§ Task to complete: Rewrite the records below, from the line containing "Could you mark the patterned" through the end of the records, with requests included and only those lines given. Multiply each pixel coordinate in the answers by 1.6 and round to a whole number, rounding halves up, but keep the numbers in the requests and their format samples unchanged.
— start of Supplied records —
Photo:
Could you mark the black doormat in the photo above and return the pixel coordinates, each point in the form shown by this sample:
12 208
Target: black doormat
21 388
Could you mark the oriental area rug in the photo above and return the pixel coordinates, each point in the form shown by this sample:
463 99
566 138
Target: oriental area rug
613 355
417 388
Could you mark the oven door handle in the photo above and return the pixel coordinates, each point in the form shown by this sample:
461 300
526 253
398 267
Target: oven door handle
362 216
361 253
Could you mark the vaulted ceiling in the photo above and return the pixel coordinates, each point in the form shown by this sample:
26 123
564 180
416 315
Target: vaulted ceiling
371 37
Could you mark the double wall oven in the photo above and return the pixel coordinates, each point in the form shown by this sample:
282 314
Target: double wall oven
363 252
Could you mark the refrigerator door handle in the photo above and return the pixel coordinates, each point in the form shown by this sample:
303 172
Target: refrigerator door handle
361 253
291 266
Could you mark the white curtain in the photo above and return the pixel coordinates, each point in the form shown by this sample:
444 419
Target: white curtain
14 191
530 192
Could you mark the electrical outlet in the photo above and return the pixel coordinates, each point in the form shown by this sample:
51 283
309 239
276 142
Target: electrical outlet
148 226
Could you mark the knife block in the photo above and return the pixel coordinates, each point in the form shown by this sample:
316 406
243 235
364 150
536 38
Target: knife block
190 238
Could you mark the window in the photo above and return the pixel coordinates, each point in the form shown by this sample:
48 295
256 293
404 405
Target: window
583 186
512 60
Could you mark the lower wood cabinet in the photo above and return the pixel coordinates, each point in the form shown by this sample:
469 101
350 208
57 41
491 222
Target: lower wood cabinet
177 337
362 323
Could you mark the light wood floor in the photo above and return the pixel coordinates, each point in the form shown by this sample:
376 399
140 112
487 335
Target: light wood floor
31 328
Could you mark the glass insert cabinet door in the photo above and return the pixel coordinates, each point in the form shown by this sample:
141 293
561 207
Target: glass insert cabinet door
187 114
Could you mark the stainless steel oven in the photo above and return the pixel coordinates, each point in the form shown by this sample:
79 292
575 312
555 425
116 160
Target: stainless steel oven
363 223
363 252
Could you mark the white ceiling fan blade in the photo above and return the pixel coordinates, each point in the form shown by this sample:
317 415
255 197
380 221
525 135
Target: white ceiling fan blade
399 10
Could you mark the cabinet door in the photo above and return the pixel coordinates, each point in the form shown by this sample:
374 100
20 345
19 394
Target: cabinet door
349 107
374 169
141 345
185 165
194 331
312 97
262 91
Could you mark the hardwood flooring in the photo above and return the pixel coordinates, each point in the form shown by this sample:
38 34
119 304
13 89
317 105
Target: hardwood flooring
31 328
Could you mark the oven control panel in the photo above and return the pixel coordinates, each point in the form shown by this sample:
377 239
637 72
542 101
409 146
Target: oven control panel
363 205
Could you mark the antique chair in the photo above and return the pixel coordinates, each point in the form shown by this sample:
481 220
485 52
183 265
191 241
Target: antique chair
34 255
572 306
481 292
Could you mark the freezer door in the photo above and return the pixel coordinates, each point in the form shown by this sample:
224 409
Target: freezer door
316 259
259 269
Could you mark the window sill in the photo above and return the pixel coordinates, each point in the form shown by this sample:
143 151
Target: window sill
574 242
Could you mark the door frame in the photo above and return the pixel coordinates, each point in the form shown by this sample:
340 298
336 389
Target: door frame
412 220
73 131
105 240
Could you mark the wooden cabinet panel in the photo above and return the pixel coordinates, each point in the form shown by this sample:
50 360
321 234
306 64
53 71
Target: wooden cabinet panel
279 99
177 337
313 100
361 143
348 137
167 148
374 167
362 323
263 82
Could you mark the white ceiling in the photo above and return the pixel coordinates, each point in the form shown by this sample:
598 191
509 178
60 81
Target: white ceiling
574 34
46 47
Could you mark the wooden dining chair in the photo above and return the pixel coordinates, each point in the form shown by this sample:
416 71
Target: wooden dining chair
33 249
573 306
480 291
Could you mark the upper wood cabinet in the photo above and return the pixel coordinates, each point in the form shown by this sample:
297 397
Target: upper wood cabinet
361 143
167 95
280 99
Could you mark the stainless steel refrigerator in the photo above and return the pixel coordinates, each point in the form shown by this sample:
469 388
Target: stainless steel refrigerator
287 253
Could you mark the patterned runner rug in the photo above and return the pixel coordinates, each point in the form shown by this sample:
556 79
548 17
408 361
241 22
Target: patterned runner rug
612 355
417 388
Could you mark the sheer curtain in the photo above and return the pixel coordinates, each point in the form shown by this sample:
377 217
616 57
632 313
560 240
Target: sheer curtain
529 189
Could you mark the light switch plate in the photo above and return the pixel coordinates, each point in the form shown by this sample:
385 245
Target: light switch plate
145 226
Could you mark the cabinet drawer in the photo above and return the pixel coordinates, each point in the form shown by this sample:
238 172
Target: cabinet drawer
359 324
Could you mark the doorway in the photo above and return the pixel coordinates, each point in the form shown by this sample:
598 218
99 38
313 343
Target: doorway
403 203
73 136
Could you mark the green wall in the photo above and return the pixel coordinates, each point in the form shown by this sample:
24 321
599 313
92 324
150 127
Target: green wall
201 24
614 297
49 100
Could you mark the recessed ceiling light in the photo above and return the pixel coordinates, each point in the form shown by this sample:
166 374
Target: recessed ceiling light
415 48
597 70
— end of Supplied records —
§ Complete answer:
Could you mark the patterned runner rug in the photo above and return the pixel coordinates, each point in the form shown by this sample:
556 79
548 17
408 361
241 22
Target: patterned runner rug
979 568
667 621
Could you mark the sheer curtain in the photo above and return the pixel coordinates, each point in the form shown by this sample:
377 217
616 57
632 313
560 240
Target: sheer curtain
846 302
Could you mark the light switch plate in the photo above and return the pixel coordinates, each point in the form shown by this sample:
385 245
Target: light switch plate
232 362
Could you mark the cabinet drawer in the photo above and return the pixel coordinates, each point in the form shown by this sample:
238 172
Target: cabinet drawer
574 518
Could you mark the doorway in the photo above and return the pixel coordinates, each point in the form shown by this sample:
598 218
99 38
313 343
Target: doorway
645 325
117 218
Could you mark the green wall in the photo above and return the pixel coordinates, each point in the form shown by this sample:
24 321
599 313
92 324
150 127
Target: green wall
322 38
982 475
78 160
Could you mark the recessed ceiling light in the photo above and return the pixel coordinates, each point in the form shown by this sample:
166 374
Target: recessed ceiling light
664 77
955 112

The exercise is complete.